- [EXERCISE DIRECTIONS]
Answer these questions using the passage below on leadership practices among COOP banks.
(a) How often did the FED organize experience exchange groups, and about how many banks were in each?
(b) What was the primary goal of the Spirit project?
(c) How does COOP mobilize peer observation?

- [PASSAGE SHOWN]
***

The first leadership practice of the leading principled category is what we call catalysing knowledge sharing among COOP members. For example, the FED organized experience exchange groups two or three times a year, each with approximately 15 banks. Within these exchange groups, banks worked on current challenges and developed ideas with practical relevance. This kind of support for knowledge sharing existed throughout the COOP organization and in nearly all of the FED projects, even if the knowledge-sharing activities themselves were mostly unrelated to the projects themselves.
One case in point was the Spirit project, whose primary goal was to focus on the problems of retail banking. Nevertheless, substantial time was spent on general inter-bank knowledge sharing during the pilot project. Such activities were familiar to Spirit participants, as each bank had previously participated in various knowledge-sharing groups and regularly engaged in discussions with other COOP banks.
These knowledge-sharing groups substantially influenced COOP's legitimacy processes in two ways. First, as they had a chance to influence COOP via participation in committees such as the Fachrat, these groups supported the formation of political will within the COOP banking group. Second, knowledge-exchange groups serve as multipliers for FED projects. In several cases where banks adopted FED concepts, including Spirit, responsible personnel stated that they were convinced to do so by earlier adopters whom they had met in local knowledge-sharing groups.
The second leadership practice in the leading principled category is mobilising peer observation. On the one hand, it emerged from banks’ tendency to compare themselves with one another along key performance indicators. On the other hand, the representatives of local banks did not want to create a negative impression of other banks. Thus, when representatives from different banks came together, as during the Spirit project, they tended to compare their ways of operating with their own successes. Within Spirit, this practice became particularly obvious in their presentations on change projects, during action learning sets, and in discussions of different market approaches. Moreover, their individual decision to participate in Spirit was partly due to the participation of (other) banks, which they viewed as attractive peers. Often, comparative practice itself influences future decisions. As one banker said, “There is, of course, a certain peer pressure if one bank deviates too much from the way other banks handle certain challenges”.
COOP mobilizes this peer observation by regularly publishing and distributing benchmarks and performance indicators. Thus, bankers showed a relatively deep understanding of the areas in which they outperformed their peers, or others outperformed them. Moreover, while some characteristics can be traced back to the local conditions of specific banks, in general, the mutual observation process increased comparisons and contrasts among the banks. Some bank managers even sought further support from the FED in areas where their performance did not match that of comparable banks. Thus, leadership practices, as practiced in Spirit, included mutual peer observations that made banks aware of possible weaknesses, thereby increasing the likelihood that they would turn to the FED for strategic advice.

***

- [Dataset rows showing where objects appear]
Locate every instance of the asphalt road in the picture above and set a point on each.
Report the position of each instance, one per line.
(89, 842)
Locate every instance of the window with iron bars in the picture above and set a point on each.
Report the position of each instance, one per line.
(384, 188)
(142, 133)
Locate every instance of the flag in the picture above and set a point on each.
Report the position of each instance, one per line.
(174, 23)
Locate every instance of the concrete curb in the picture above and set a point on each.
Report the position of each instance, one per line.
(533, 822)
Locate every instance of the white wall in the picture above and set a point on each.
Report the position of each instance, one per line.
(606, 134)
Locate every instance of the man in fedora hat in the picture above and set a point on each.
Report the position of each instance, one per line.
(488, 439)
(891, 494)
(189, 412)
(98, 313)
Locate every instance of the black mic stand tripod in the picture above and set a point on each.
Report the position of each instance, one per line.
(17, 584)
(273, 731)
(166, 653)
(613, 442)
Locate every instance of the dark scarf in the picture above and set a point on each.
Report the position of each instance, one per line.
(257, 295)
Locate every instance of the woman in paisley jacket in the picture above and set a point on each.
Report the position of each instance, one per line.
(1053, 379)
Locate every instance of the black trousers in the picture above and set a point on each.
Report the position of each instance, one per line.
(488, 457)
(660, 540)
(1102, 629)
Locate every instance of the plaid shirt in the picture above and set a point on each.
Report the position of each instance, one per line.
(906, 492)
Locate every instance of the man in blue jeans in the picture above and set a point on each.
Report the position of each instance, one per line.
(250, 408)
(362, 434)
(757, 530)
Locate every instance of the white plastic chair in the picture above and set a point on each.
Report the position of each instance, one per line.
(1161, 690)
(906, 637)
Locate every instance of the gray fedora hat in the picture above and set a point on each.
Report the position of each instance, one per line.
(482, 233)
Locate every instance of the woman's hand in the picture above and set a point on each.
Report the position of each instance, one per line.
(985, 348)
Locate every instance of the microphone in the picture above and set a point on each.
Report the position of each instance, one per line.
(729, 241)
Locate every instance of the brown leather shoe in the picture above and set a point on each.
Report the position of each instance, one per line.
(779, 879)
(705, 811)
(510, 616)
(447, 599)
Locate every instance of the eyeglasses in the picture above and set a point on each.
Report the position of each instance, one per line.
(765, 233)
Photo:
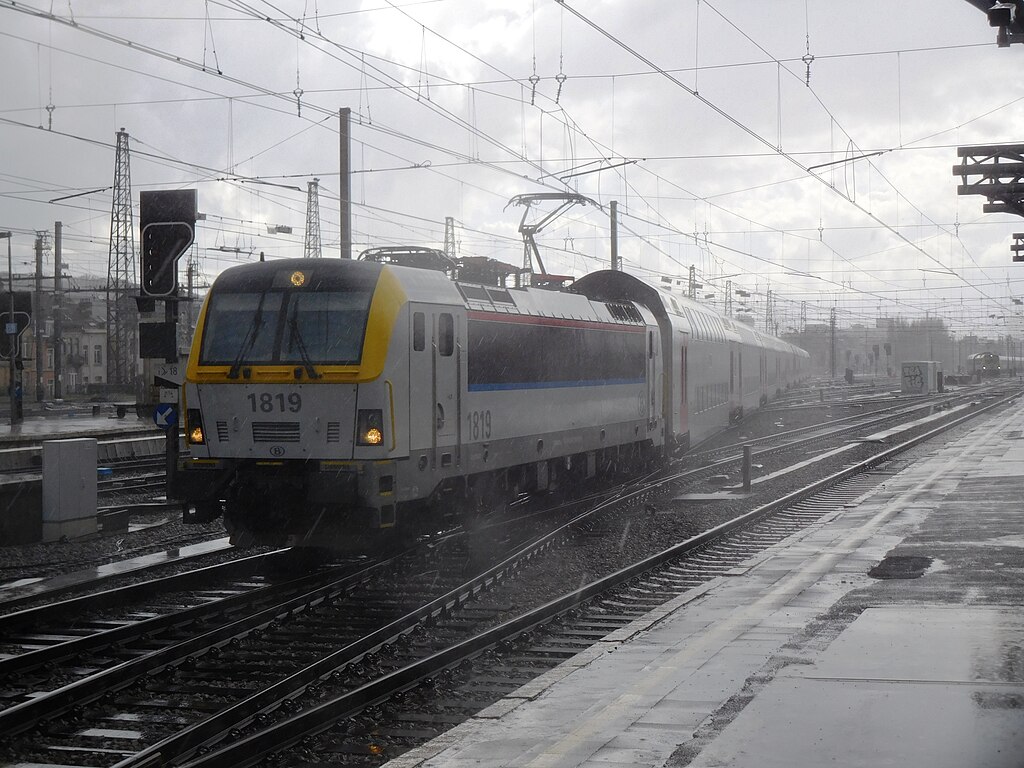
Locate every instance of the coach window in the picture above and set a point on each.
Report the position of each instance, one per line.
(445, 334)
(419, 332)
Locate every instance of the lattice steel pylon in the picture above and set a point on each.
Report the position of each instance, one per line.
(312, 247)
(122, 315)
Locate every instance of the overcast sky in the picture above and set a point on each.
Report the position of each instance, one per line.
(701, 118)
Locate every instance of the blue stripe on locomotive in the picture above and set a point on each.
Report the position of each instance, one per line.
(552, 384)
(531, 354)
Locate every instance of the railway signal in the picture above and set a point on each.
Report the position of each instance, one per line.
(167, 220)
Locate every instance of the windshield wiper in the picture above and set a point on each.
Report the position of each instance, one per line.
(250, 341)
(295, 338)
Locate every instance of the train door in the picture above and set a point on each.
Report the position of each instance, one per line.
(732, 376)
(434, 373)
(652, 377)
(684, 421)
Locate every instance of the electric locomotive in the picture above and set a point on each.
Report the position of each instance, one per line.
(331, 401)
(328, 400)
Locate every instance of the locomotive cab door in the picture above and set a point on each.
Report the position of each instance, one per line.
(435, 359)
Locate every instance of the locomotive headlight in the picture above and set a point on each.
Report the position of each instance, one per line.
(194, 427)
(370, 427)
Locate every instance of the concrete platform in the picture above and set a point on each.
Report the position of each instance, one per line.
(805, 658)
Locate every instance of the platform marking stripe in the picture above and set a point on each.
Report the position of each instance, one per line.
(712, 639)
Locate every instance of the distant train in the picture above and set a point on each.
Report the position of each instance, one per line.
(328, 401)
(985, 365)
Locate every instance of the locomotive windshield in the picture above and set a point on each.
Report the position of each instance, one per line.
(285, 327)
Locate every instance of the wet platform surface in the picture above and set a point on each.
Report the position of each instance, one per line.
(35, 429)
(889, 634)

***

- [CORRECT RESPONSE]
(a) Two or three times a year, with approximately 15 banks in each.
(b) To focus on the problems of retail banking.
(c) By regularly publishing and distributing benchmarks and performance indicators.